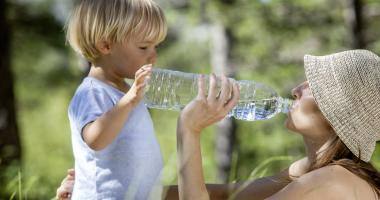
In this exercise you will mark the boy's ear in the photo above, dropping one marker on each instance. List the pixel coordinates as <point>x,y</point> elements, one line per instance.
<point>104,47</point>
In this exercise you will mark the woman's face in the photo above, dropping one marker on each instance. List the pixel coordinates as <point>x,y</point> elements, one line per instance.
<point>305,116</point>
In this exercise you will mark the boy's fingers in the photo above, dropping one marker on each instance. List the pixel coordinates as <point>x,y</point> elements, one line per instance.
<point>225,90</point>
<point>234,98</point>
<point>140,78</point>
<point>71,172</point>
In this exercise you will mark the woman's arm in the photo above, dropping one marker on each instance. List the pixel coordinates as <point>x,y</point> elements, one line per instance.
<point>197,115</point>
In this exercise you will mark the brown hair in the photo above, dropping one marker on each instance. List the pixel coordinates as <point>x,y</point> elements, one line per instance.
<point>114,21</point>
<point>338,154</point>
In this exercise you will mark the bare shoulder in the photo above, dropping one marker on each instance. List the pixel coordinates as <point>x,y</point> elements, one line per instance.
<point>330,182</point>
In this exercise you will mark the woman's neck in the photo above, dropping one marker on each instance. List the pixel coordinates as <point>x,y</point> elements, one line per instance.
<point>315,149</point>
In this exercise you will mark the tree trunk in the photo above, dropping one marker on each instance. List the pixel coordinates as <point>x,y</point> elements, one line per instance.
<point>355,21</point>
<point>10,149</point>
<point>226,129</point>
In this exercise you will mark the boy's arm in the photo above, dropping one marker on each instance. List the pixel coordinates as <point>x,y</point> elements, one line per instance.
<point>101,132</point>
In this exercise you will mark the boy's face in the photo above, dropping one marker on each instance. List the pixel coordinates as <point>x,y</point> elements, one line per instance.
<point>126,58</point>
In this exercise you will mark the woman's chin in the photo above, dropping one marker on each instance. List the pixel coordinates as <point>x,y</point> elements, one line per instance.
<point>289,124</point>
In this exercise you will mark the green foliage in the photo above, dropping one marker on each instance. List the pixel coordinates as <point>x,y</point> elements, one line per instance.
<point>270,39</point>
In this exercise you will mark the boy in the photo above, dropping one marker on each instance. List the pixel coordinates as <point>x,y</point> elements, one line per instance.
<point>116,152</point>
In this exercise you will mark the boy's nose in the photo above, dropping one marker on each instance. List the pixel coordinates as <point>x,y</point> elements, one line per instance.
<point>296,92</point>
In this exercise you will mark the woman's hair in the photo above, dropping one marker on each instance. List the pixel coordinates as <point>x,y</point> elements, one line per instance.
<point>338,154</point>
<point>114,21</point>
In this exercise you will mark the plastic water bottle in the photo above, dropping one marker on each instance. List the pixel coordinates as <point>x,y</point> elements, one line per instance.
<point>173,90</point>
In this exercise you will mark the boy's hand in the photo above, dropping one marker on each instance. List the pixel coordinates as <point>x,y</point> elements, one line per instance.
<point>66,189</point>
<point>136,92</point>
<point>204,111</point>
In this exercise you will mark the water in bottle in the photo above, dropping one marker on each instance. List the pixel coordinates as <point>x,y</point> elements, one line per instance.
<point>172,90</point>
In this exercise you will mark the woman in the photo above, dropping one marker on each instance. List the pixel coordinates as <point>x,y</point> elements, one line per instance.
<point>336,111</point>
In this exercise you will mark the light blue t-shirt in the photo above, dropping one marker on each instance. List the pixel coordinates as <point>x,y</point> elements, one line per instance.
<point>129,167</point>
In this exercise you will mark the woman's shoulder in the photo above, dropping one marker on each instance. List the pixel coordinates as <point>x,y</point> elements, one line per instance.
<point>336,180</point>
<point>330,182</point>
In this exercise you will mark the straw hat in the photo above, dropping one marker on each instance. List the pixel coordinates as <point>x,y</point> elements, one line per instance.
<point>346,87</point>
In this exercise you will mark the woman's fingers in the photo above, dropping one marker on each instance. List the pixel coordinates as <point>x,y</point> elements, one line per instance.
<point>201,88</point>
<point>213,90</point>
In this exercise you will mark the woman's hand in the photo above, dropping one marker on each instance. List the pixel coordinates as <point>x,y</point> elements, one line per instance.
<point>66,189</point>
<point>204,111</point>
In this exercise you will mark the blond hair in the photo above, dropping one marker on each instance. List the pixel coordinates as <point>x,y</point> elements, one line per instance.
<point>114,21</point>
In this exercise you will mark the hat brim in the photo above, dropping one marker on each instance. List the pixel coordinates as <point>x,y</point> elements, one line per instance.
<point>321,73</point>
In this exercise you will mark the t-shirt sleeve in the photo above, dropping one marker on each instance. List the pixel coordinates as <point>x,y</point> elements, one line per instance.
<point>90,104</point>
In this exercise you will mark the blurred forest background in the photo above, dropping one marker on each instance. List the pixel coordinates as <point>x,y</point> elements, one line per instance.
<point>262,40</point>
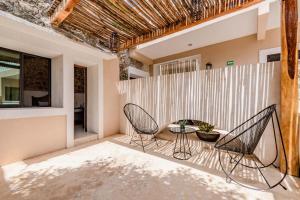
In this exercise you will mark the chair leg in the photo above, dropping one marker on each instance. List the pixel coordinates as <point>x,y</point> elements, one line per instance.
<point>131,138</point>
<point>155,140</point>
<point>142,143</point>
<point>228,179</point>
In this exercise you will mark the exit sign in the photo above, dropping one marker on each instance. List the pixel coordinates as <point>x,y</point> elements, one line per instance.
<point>230,63</point>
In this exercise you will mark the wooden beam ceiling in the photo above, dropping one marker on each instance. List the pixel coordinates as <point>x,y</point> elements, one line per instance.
<point>139,21</point>
<point>289,86</point>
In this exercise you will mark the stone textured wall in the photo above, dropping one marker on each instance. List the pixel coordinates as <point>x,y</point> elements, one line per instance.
<point>35,11</point>
<point>126,61</point>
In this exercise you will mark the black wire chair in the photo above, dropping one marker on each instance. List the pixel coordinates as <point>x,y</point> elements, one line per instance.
<point>240,144</point>
<point>142,123</point>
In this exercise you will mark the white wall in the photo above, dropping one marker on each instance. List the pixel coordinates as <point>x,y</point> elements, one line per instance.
<point>20,35</point>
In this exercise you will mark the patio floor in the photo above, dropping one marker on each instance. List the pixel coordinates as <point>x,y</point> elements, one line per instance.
<point>113,169</point>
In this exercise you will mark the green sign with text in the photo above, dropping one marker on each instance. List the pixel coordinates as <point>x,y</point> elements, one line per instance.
<point>230,63</point>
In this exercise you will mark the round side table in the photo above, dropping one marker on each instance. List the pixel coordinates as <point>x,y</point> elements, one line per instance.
<point>182,149</point>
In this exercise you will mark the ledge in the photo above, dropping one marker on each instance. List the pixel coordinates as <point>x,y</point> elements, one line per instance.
<point>17,113</point>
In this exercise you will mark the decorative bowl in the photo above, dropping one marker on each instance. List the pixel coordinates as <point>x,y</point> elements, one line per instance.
<point>208,137</point>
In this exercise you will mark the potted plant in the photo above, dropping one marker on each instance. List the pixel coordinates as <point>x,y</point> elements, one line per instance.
<point>206,132</point>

++++

Each entry above should be copied word for word, with the images omitted.

■ **FINISHED TASK**
In this exercise you will mark the boy's ear in the photo above, dropping one marker on each instance. List the pixel coordinates as <point>x,y</point> elements, one line per instance.
<point>104,47</point>
In this exercise you will mark the woman's face in the photo above, dropping one marker on each instance. List the pixel coordinates as <point>x,y</point> elements, one line per instance.
<point>305,116</point>
In this exercise you will mark the boy's fingers in the photo above, dropping one marker on each instance. List the pixel coordinates as <point>x,y</point> elements, one line per instance.
<point>225,90</point>
<point>234,98</point>
<point>140,78</point>
<point>71,172</point>
In this exercise you will mark the woman's arm in the photo above, dropping one marker on each instance. List the pixel coordinates as <point>x,y</point> elements, one line per instance.
<point>197,115</point>
In this exercise you will mark the brown hair in the photo above, dropping one marker on each instance. List the pixel coordinates as <point>x,y</point> elements, one line per instance.
<point>114,21</point>
<point>338,154</point>
In this exercise you will mark the bare shoulder in the photo above, dropping one marker on each instance. List the pixel coordinates as <point>x,y</point> elements, one line per instance.
<point>330,182</point>
In this exercise you will mark the woman's neck in the photo above, dropping one marker on each instance. List the pixel coordinates as <point>x,y</point> elements, one line per instance.
<point>315,149</point>
In this exercise you will mark the tree trunk in the photo above, dropping one marker on each instance. List the pixel coordinates as <point>x,y</point> elements, one line per instance.
<point>355,21</point>
<point>10,149</point>
<point>226,129</point>
In this exercise you will mark the boy's arm in the photo above, dropping one marker on each instance. List the pixel coordinates as <point>x,y</point> elements, one line per instance.
<point>101,132</point>
In this exercise you will mark the boy's face in the photo above, dropping one marker on each instance. List the pixel coordinates as <point>x,y</point> elements, one line per instance.
<point>126,58</point>
In this exercise you will mark the woman's chin in the photo above, dropping one marker on each instance. List the pixel coordinates as <point>x,y</point> elements, one line per instance.
<point>289,124</point>
In this exercise you will mark the green foliage in the photo above, dropping one marker on each instance. List the pixel coordinates as <point>x,y</point> elements, one line per instance.
<point>270,39</point>
In this exercise you will mark the boy in the photo above, dropping one marker on each instance. List the pixel coordinates as <point>x,y</point> elements, one line per instance.
<point>116,152</point>
In this exercise you will mark the boy's nose in the photo above, dropping one marker on each instance. List the pixel coordinates as <point>x,y</point> elements, one line per instance.
<point>296,92</point>
In this exercise you will mark the woman's hair in the photo above, dropping one marker on each instance. List the pixel coordinates as <point>x,y</point> elements, one line per instance.
<point>338,154</point>
<point>114,21</point>
In this exercise you will mark the plastic water bottle in the photo above, dropping one marker on each instance. List the pixel coordinates as <point>x,y</point> elements, one line per instance.
<point>173,90</point>
In this exercise you will mark the boy's hand in the photo above, dropping one marker on each instance. List the pixel coordinates as <point>x,y</point> elements, one line per instance.
<point>66,189</point>
<point>136,92</point>
<point>204,111</point>
In this exercise you will mark the water in bottle in the photo above, dropping one marker on each instance. List the pixel coordinates as <point>x,y</point> elements, one line per instance.
<point>172,90</point>
In this exercise you will mark the woman in the photo above, dropping one marker on each instance. List the pixel coordinates as <point>x,y</point> elements, one line per instance.
<point>336,111</point>
In this exercise you will mark the light blue t-shirt in the photo above, dropping one marker on each instance. List the pixel coordinates as <point>x,y</point> elements, one line per instance.
<point>129,167</point>
In this exercise you will mark the woman's shoulder in the photo above, dropping one marker on each instance. List the pixel coordinates as <point>x,y</point> elements, one line per instance.
<point>336,180</point>
<point>330,182</point>
In this exercise you will mark the straw hat in the photo above, dropping one marker on each instance. List the pixel coordinates as <point>x,y</point> elements, one line per instance.
<point>346,87</point>
In this exercise you will mark the woman's fingers in the photo above, dropping one marker on each instance. List the pixel coordinates as <point>x,y</point> elements, one line per instance.
<point>201,88</point>
<point>213,90</point>
In this exercise you will mark the woman's hand in the photo above, dropping one marker on each instance. List the pixel coordinates as <point>x,y</point> elements, one line per instance.
<point>66,189</point>
<point>204,111</point>
In this exercise you will mark the blond hair in the photo above, dropping one marker on each instance. List the pixel coordinates as <point>x,y</point> elements, one line per instance.
<point>114,21</point>
In this exercise you will mark the hat brim in the photo above, dropping one marker on each instance. List the pixel coordinates as <point>x,y</point> elements, one line per instance.
<point>321,73</point>
In this exercise you will mark the t-shirt sleeve in the photo above, dropping one marker on each instance. List the pixel coordinates as <point>x,y</point> elements, one line per instance.
<point>90,104</point>
In this exercise you will mark the blurred forest background in the photo above, dropping one marker on each instance. List the pixel coordinates as <point>x,y</point> elements, one line per instance.
<point>262,40</point>
In this exercise you will mark the chair leg in the photo above, dropping one marker on each instance. List the pixel coordinates as <point>x,y</point> elements, one line per instance.
<point>131,138</point>
<point>155,140</point>
<point>142,143</point>
<point>228,179</point>
In this exercise you will mark the exit sign in the photo above, dropping one marker on each instance. List the pixel coordinates as <point>x,y</point> elements, one line per instance.
<point>230,63</point>
In this exercise you will mark the wooden beam ceiling in the photo above, dropping one marker on each instance. List the pixel coordinates as <point>x,y</point> elements, one line per instance.
<point>139,21</point>
<point>289,86</point>
In this exercise you will mark the stone textured wall in the photo above, dropping one marker on each instance. List the pixel coordinates as <point>x,y</point> elements, one line per instance.
<point>35,11</point>
<point>126,61</point>
In this exercise you will mark the black wire chair in the photo above, dropping one marker on each instance. List the pixel coordinates as <point>x,y</point> elements, one line per instance.
<point>240,144</point>
<point>142,123</point>
In this exercise you will mark the white wall in the photo above, dropping one marker on each instance. List the pixel coordinates as <point>x,y</point> elements, one line per instance.
<point>20,35</point>
In this exercise you will mark the patio floor in the photo above, dropping one marker on each instance. List the pixel coordinates as <point>x,y</point> elements, one line per instance.
<point>113,169</point>
In this exercise you will mark the green sign with text in the photo above, dropping one marker on each instance. List the pixel coordinates as <point>x,y</point> elements, one line per instance.
<point>230,63</point>
In this exercise you will mark the round side table in the photo above, dropping one marker on each instance. List the pixel coordinates as <point>x,y</point> elements, one line per instance.
<point>182,149</point>
In this exercise you will mark the ledge in the photo above, dropping one marker on each instance. List the pixel coordinates as <point>x,y</point> elements, one line per instance.
<point>17,113</point>
In this exercise you will mark the decorative bowl in the photo above, dropping one marker on each instance. List the pixel coordinates as <point>x,y</point> elements, one line per instance.
<point>208,137</point>
In this exercise you will mark the potted plant in the photo above, dropping one marker on each instance. List the pixel coordinates as <point>x,y</point> elements, one line per instance.
<point>206,132</point>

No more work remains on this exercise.